→ **TEXT BLOCK**
This is the mail archive of the
gcc-patches@gcc.gnu.org
mailing list for the GCC project.
Re: RFC: seeking insight on store_data_bypass_p (recog.c)
- From: Pat Haugen <pthaugen at linux dot vnet dot ibm dot com>
- To: Kelvin Nilsen <kdnilsen at linux dot vnet dot ibm dot com>, gcc-patches at gcc dot gnu dot org
- Date: Thu, 13 Apr 2017 08:55:21 -0500
- Subject: Re: RFC: seeking insight on store_data_bypass_p (recog.c)
- Authentication-results: sourceware.org; auth=none
- References: <be2e1935-4225-43a6-7675-299944cd4d34@linux.vnet.ibm.com>
On 04/12/2017 06:33 PM, Kelvin Nilsen wrote:
>
> 1. As input arguments, out_insn represents an rtl expression that
> potentially "produces" a store to memory and in_insn represents an rtl
> expression that potentially "consumes" a value recently stored to memory.
>
You have this reversed, the code is trying to find situations where
out_insn is producing a value that in_insn will be storing to memory.
> 2. If the memory store produced matches the memory fetch consumed, this
> function returns true to indicate that this sequence of two instructions
> qualifies for a special "bypass" latency that represents the fact that
> the fetch will obtain the value out of the write buffer. So, whereas
> the instruction scheduler might normally expect that this sequence of
> two instructions would experience Load-Hit-Store penalties associated
> with cache coherency hardware costs, since these two instruction qualify
> for the store_data_bypass optimization, the instruction scheduler counts
> the latency as only 1 or 2 cycles (potentially). [This is what I
> understand, but I may be wrong, so please correct me if so.]
>
In general, yes, if the function returns true then the sequence has been
identified and the target will take appropriate action (adjusting
latency or whatever).

→ **DATA SECTION**

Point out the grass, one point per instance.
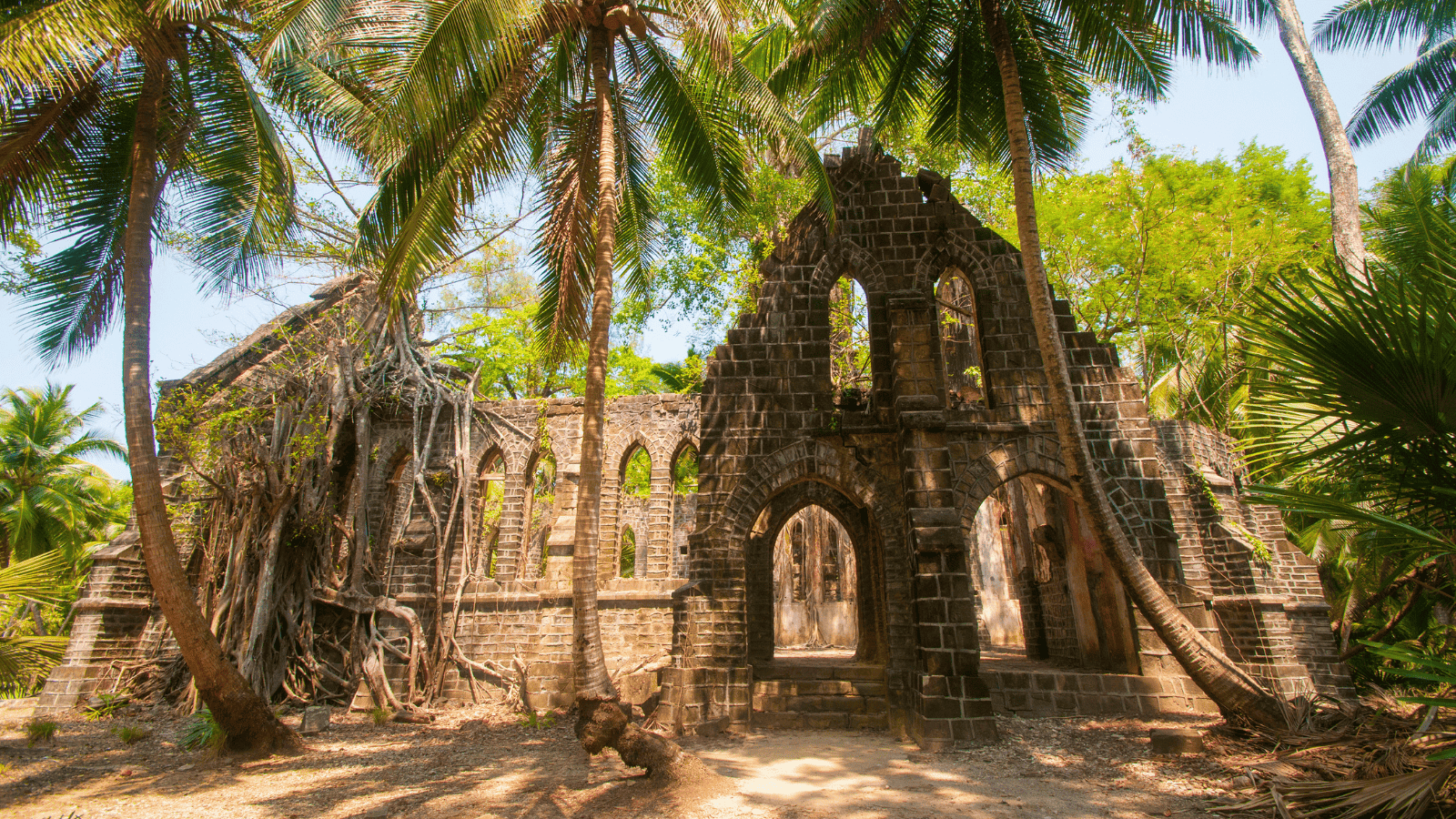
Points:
(40, 731)
(130, 734)
(203, 732)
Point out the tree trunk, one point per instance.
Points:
(1235, 691)
(601, 720)
(1344, 181)
(242, 714)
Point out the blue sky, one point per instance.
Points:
(1208, 113)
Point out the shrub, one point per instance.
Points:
(203, 732)
(40, 731)
(538, 720)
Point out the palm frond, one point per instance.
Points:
(79, 288)
(1409, 95)
(1382, 24)
(238, 182)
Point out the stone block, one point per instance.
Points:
(315, 720)
(1177, 741)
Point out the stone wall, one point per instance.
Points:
(954, 419)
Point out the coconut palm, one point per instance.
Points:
(1361, 376)
(106, 106)
(1423, 89)
(41, 579)
(579, 96)
(1009, 80)
(50, 497)
(1358, 392)
(1340, 159)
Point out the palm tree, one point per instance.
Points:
(1426, 87)
(50, 497)
(102, 106)
(1009, 79)
(1340, 159)
(579, 96)
(38, 579)
(1359, 376)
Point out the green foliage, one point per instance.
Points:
(708, 270)
(72, 123)
(849, 339)
(201, 732)
(1157, 256)
(1421, 89)
(637, 474)
(932, 66)
(538, 720)
(501, 343)
(50, 496)
(1354, 380)
(626, 555)
(130, 734)
(40, 731)
(26, 588)
(684, 472)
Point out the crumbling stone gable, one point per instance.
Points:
(907, 472)
(903, 471)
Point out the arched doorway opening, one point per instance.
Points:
(815, 576)
(814, 591)
(1045, 586)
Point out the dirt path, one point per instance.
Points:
(484, 763)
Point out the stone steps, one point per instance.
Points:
(844, 697)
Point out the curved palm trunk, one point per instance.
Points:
(1344, 181)
(1228, 685)
(242, 714)
(587, 661)
(601, 722)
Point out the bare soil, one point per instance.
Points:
(482, 763)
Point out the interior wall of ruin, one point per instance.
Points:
(814, 583)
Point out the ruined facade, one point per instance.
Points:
(917, 518)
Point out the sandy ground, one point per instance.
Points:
(484, 763)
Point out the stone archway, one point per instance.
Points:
(870, 577)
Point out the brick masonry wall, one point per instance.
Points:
(905, 474)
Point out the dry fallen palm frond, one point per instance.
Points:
(1343, 760)
(1401, 796)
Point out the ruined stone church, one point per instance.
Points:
(900, 555)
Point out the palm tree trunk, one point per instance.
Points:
(1344, 181)
(587, 661)
(1228, 685)
(242, 714)
(601, 720)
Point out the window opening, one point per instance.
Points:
(492, 500)
(849, 344)
(626, 555)
(960, 343)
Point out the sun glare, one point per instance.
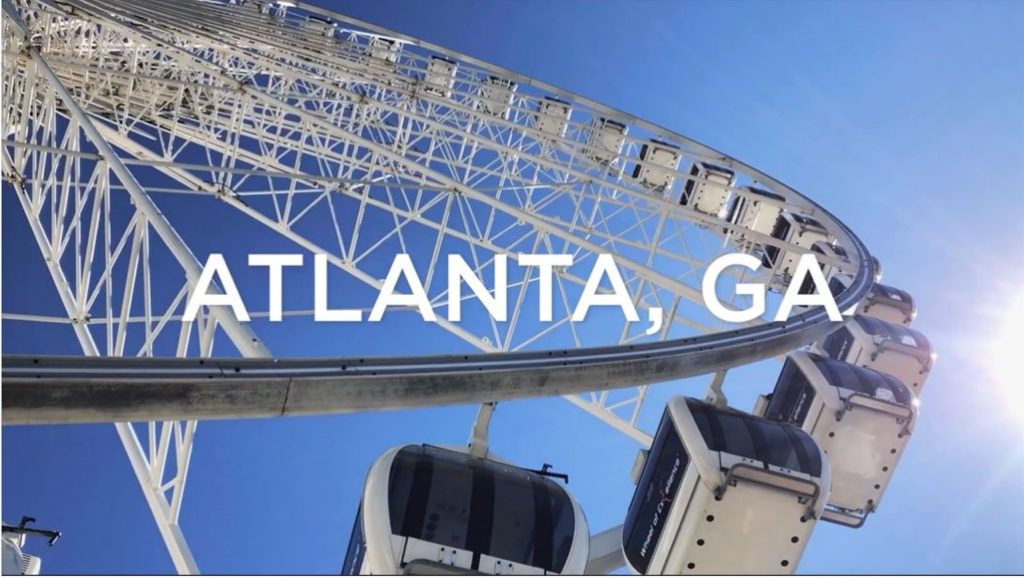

→ **TO-DO LIST**
**a)** Translate this sentence from the mailing-list reply about store_data_bypass_p into Spanish: "In general, yes, if the function returns true then the sequence has been identified and the target will take appropriate action (adjusting latency or whatever)."
**b)** Write the next part of the mailing-list reply about store_data_bypass_p, picking up after its final sentence.

→ **TASK RESULTS**
**a)** En general, sí: si la función devuelve true, entonces la secuencia ha sido identificada y la arquitectura de destino tomará las medidas apropiadas (ajustar la latencia o lo que sea).

**b)**
As for the remainder below dealing with PARALLELs, I don't have any
history on that so hopefully others can chime in. For the rs6000 port, I
don't see the handling of multiple SET operations making much sense, but
then again I don't know if it will actually occur either based on the
places where store_data_bypass_p is used.
-Pat
> 3. Actually, what I described above is only the "simple" case. It may
> be that the rtl for either out_insn or in_insn is really a parallel
> clause with multiple rtl trees beneath it. In this case, we compare the
> subtrees in a "similar" way to see if the compound expressions qualify
> for the store_data_bypass_p "optimization". (I've got some questions
> about how this is done below) As currently implemented, special
> handling is given to a CLOBBER subtree as part of either PARALLEL
> expression: we ignore it. This is because CLOBBER does not represent
> any real machine instructions. It just represents semantic information
> that might be used by the compiler.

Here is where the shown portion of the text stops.